Beginning with the line that contains "looking at the photo below, point out the square", transcribe the rest of the listing below exactly, including its last line, and exclude any pictures.
*** Block opens ***
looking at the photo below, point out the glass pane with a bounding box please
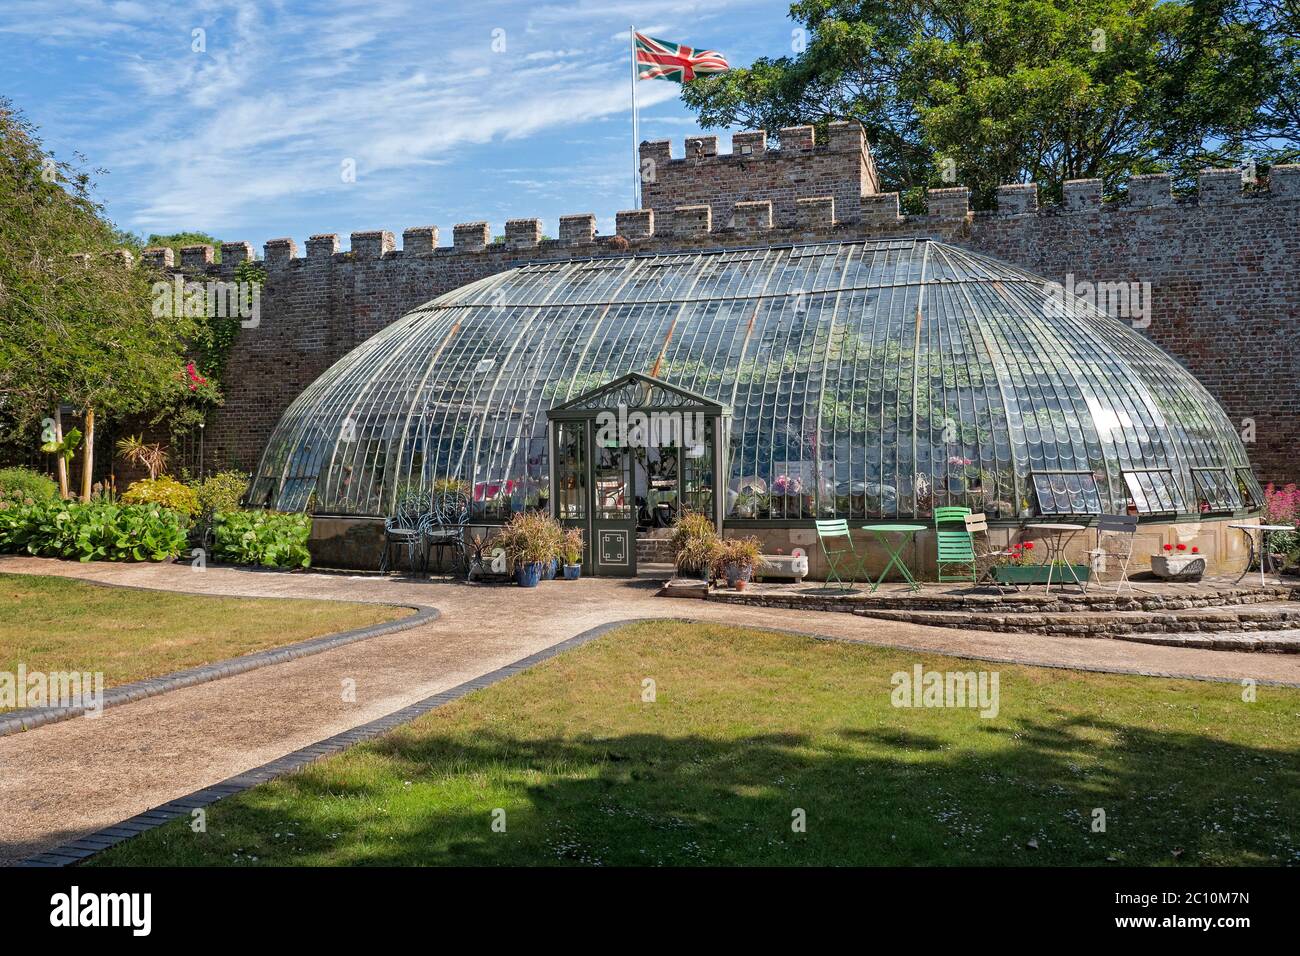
[1031,472,1103,515]
[1123,470,1183,514]
[594,446,631,519]
[554,422,586,519]
[1191,467,1238,513]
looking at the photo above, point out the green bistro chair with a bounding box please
[815,519,863,591]
[934,506,977,584]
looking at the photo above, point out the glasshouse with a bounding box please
[249,237,1262,572]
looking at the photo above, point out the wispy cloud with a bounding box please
[0,0,781,246]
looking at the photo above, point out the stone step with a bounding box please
[1113,630,1300,654]
[699,590,1300,641]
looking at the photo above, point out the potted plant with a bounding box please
[733,488,765,519]
[499,512,559,587]
[670,510,720,580]
[713,536,765,589]
[1151,543,1205,581]
[561,527,584,580]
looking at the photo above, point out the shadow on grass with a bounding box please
[86,709,1300,868]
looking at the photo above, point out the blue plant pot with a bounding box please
[563,563,581,580]
[542,558,558,580]
[517,561,544,588]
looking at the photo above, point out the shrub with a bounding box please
[0,500,187,561]
[212,510,311,568]
[192,471,249,521]
[0,466,60,507]
[562,527,584,565]
[122,476,199,517]
[1263,482,1299,526]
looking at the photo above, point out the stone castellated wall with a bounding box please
[140,123,1300,484]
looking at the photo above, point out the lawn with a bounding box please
[0,572,409,699]
[91,621,1300,867]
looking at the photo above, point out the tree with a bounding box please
[1236,0,1300,160]
[681,0,1272,208]
[147,231,223,264]
[0,99,207,499]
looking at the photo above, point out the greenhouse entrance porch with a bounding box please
[547,373,726,577]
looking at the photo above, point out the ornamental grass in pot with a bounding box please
[713,535,765,589]
[670,510,719,580]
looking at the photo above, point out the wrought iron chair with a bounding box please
[380,492,431,574]
[424,490,470,577]
[815,519,863,591]
[1085,514,1139,593]
[965,512,1017,590]
[934,506,976,583]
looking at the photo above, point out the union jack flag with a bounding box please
[635,32,729,83]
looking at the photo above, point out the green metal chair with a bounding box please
[934,506,977,584]
[815,519,863,590]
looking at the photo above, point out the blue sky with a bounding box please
[0,0,792,250]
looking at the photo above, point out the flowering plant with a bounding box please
[997,541,1035,566]
[772,474,803,496]
[1263,483,1299,526]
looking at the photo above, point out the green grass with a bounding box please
[91,621,1300,867]
[0,572,408,698]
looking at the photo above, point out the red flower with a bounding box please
[1191,546,1200,554]
[1163,544,1173,551]
[1023,541,1034,550]
[1176,543,1187,551]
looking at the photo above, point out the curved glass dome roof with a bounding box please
[249,238,1260,520]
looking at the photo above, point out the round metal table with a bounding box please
[1228,523,1296,586]
[1023,522,1089,593]
[863,524,928,593]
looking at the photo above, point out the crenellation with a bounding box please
[350,231,395,258]
[685,135,718,159]
[401,227,438,255]
[796,196,835,230]
[505,218,542,249]
[1128,174,1173,207]
[731,130,767,154]
[220,241,254,265]
[733,200,773,233]
[674,204,711,236]
[860,193,900,226]
[263,238,297,266]
[559,214,596,245]
[778,125,815,150]
[1063,179,1103,212]
[164,124,1297,487]
[997,184,1038,216]
[616,209,654,240]
[306,234,339,259]
[1270,164,1300,197]
[453,222,489,252]
[180,244,214,270]
[1198,168,1244,204]
[927,187,971,220]
[141,246,174,270]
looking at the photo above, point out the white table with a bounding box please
[1023,522,1089,593]
[1228,523,1295,586]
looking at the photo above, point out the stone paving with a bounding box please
[3,554,1300,866]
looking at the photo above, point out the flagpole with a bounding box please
[630,25,641,209]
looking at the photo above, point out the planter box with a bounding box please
[993,564,1091,585]
[755,553,808,583]
[1151,554,1206,581]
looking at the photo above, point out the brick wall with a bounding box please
[145,128,1300,485]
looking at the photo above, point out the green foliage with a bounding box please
[670,511,721,577]
[0,500,187,561]
[213,511,312,568]
[681,0,1278,207]
[146,231,222,264]
[0,467,60,506]
[122,477,199,517]
[495,511,564,567]
[40,425,81,468]
[191,470,249,522]
[0,99,208,434]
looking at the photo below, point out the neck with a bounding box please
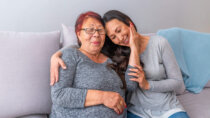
[138,34,150,54]
[79,47,101,59]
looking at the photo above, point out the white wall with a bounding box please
[0,0,210,33]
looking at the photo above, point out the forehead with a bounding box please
[105,19,124,34]
[82,17,103,27]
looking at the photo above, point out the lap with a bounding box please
[127,111,189,118]
[127,111,142,118]
[169,112,190,118]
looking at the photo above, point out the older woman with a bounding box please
[50,10,190,118]
[50,11,133,118]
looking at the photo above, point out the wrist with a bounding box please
[144,81,150,90]
[139,79,150,90]
[100,91,106,105]
[130,47,140,54]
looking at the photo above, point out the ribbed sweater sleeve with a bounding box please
[148,38,185,93]
[51,48,87,108]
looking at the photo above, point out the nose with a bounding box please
[117,34,123,42]
[92,30,100,37]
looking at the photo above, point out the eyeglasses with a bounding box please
[81,28,106,35]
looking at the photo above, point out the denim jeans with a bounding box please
[127,111,142,118]
[127,111,190,118]
[169,112,190,118]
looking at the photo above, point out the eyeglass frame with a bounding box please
[81,28,106,35]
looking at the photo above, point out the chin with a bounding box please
[91,47,101,52]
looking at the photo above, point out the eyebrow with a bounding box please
[89,24,103,27]
[115,27,118,33]
[108,25,119,38]
[110,26,120,38]
[109,35,114,39]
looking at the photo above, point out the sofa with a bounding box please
[0,26,210,118]
[158,28,210,118]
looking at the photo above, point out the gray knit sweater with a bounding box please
[127,35,185,117]
[50,48,136,118]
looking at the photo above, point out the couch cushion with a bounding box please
[158,28,210,93]
[177,88,210,118]
[157,28,190,79]
[17,114,48,118]
[205,80,210,88]
[61,24,78,48]
[0,31,60,118]
[181,29,210,93]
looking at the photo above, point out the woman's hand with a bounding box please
[128,65,150,90]
[129,22,141,53]
[50,51,66,86]
[102,91,127,115]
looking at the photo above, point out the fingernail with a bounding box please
[125,105,127,108]
[130,22,133,26]
[64,66,67,69]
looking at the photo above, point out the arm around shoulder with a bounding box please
[51,49,88,108]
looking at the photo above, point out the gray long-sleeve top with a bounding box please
[126,35,186,117]
[50,48,136,118]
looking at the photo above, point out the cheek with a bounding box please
[101,35,106,41]
[80,35,91,45]
[100,36,106,45]
[111,39,120,45]
[83,34,92,41]
[123,27,130,35]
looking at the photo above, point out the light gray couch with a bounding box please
[0,31,60,118]
[1,30,210,118]
[177,85,210,118]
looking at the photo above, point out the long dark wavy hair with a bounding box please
[101,10,139,89]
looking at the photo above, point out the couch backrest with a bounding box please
[0,31,60,118]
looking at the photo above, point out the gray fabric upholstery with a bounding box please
[0,31,60,118]
[178,88,210,118]
[205,80,210,88]
[17,114,48,118]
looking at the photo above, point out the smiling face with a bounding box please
[77,17,106,53]
[105,19,130,47]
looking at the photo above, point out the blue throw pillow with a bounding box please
[158,28,210,93]
[157,28,190,78]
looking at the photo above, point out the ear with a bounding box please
[77,31,82,40]
[77,31,81,37]
[76,31,82,45]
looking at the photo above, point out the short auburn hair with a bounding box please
[75,11,104,46]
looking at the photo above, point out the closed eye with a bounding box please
[110,35,116,40]
[115,26,121,33]
[116,29,121,33]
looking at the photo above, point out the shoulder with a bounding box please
[99,53,113,64]
[61,48,79,63]
[150,35,167,43]
[106,57,113,64]
[150,35,170,48]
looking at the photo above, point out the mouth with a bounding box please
[123,35,129,45]
[92,41,100,45]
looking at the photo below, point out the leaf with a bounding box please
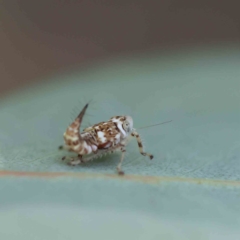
[0,45,240,239]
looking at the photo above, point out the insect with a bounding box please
[58,103,155,175]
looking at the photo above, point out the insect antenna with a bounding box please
[137,120,172,130]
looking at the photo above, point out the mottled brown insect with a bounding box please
[59,104,153,175]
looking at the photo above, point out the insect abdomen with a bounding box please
[63,103,96,155]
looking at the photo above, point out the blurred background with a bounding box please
[1,2,240,239]
[1,0,240,97]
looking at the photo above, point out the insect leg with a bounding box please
[82,148,114,162]
[58,145,72,151]
[82,144,126,175]
[116,147,126,175]
[67,154,84,166]
[131,131,154,160]
[59,145,73,161]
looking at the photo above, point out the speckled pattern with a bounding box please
[62,104,153,174]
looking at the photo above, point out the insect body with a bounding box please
[59,104,153,175]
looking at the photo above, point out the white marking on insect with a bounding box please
[97,131,106,142]
[59,103,171,175]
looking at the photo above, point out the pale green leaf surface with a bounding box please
[0,45,240,239]
[0,178,240,240]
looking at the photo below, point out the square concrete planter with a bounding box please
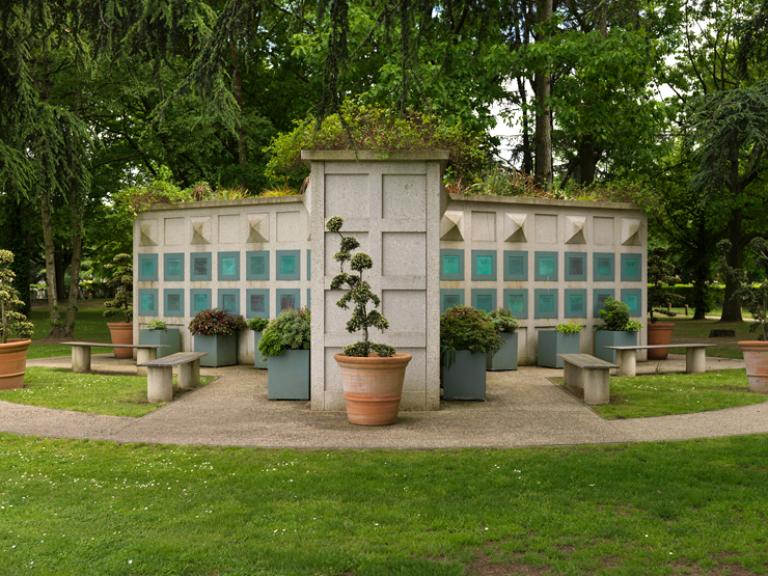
[442,350,487,400]
[267,349,310,400]
[594,330,637,363]
[487,332,518,371]
[139,328,181,358]
[194,334,238,367]
[538,330,580,368]
[252,331,267,369]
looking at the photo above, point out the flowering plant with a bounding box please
[189,309,246,336]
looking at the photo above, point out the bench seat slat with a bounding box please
[606,344,714,350]
[560,353,616,369]
[63,341,165,349]
[140,352,207,368]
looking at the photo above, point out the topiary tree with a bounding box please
[103,253,133,323]
[0,250,34,343]
[599,298,641,332]
[326,216,394,357]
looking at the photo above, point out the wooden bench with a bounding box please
[560,353,616,405]
[139,352,207,403]
[62,341,166,374]
[606,344,714,377]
*** Block closes ***
*SOLVED PROBLEM*.
looking at the photo below, point out the square concrete planter with a bounding box please
[442,350,487,400]
[267,349,310,400]
[594,330,637,363]
[487,332,518,371]
[139,328,181,358]
[194,334,238,367]
[538,330,580,368]
[252,331,267,369]
looking at the photo above, point out the flowering plant with a bounding box please
[189,309,246,336]
looking at the photo above, point out the bench seat slat with a bounding box please
[606,344,714,350]
[560,353,616,369]
[63,341,165,349]
[140,352,207,368]
looking at the photo above, point out the topiary tree with a bounding box please
[103,253,133,323]
[0,250,34,343]
[599,298,641,332]
[326,216,394,357]
looking at the photo above, point out the wooden bench with a bounding box please
[560,353,616,405]
[139,352,207,403]
[62,341,166,374]
[606,344,714,377]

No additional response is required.